_Aim of the exercise:_ In the material beneath, how many lines contain the word "this"? Give the count alone.
*** Opening Records for the exercise ***
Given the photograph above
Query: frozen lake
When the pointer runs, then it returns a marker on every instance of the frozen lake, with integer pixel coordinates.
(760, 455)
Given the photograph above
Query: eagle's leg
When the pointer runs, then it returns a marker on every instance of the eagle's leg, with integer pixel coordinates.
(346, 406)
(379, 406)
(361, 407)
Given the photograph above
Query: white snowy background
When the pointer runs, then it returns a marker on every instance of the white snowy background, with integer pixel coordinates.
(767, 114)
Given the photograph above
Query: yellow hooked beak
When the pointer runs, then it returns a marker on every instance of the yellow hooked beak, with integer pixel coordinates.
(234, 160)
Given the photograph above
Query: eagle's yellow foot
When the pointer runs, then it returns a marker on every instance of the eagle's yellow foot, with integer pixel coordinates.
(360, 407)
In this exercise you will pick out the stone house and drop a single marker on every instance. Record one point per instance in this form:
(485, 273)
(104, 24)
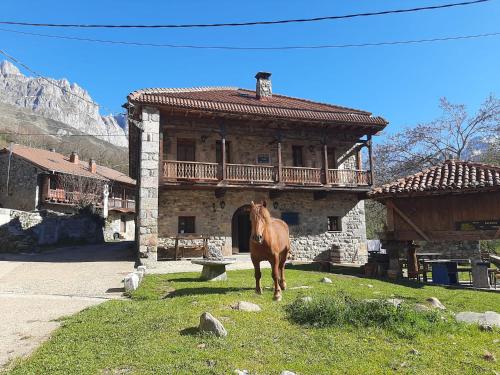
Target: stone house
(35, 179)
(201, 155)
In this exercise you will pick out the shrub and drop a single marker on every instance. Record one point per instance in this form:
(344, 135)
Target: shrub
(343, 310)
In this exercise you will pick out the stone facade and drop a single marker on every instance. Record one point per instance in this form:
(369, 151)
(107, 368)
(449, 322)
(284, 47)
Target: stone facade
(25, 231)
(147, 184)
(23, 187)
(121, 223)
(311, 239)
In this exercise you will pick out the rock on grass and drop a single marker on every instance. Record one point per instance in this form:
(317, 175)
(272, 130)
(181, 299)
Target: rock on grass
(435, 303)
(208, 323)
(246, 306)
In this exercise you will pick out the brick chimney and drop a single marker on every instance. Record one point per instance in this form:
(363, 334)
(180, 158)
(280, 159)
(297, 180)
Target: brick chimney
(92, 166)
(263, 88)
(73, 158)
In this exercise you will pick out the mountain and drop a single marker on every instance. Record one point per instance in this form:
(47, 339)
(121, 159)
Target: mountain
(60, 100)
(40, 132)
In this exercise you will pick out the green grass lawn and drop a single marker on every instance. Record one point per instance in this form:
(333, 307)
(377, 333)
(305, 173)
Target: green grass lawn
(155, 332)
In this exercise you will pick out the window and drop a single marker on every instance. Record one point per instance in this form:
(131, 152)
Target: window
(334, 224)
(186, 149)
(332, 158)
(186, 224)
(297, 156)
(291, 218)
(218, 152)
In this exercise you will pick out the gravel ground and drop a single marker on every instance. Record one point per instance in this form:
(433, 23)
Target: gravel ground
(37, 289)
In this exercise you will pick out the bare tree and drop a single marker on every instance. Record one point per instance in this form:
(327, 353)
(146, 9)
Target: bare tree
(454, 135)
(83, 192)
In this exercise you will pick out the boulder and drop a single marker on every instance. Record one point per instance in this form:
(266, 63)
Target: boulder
*** Closing Records for the exercise ***
_Response to the task:_ 11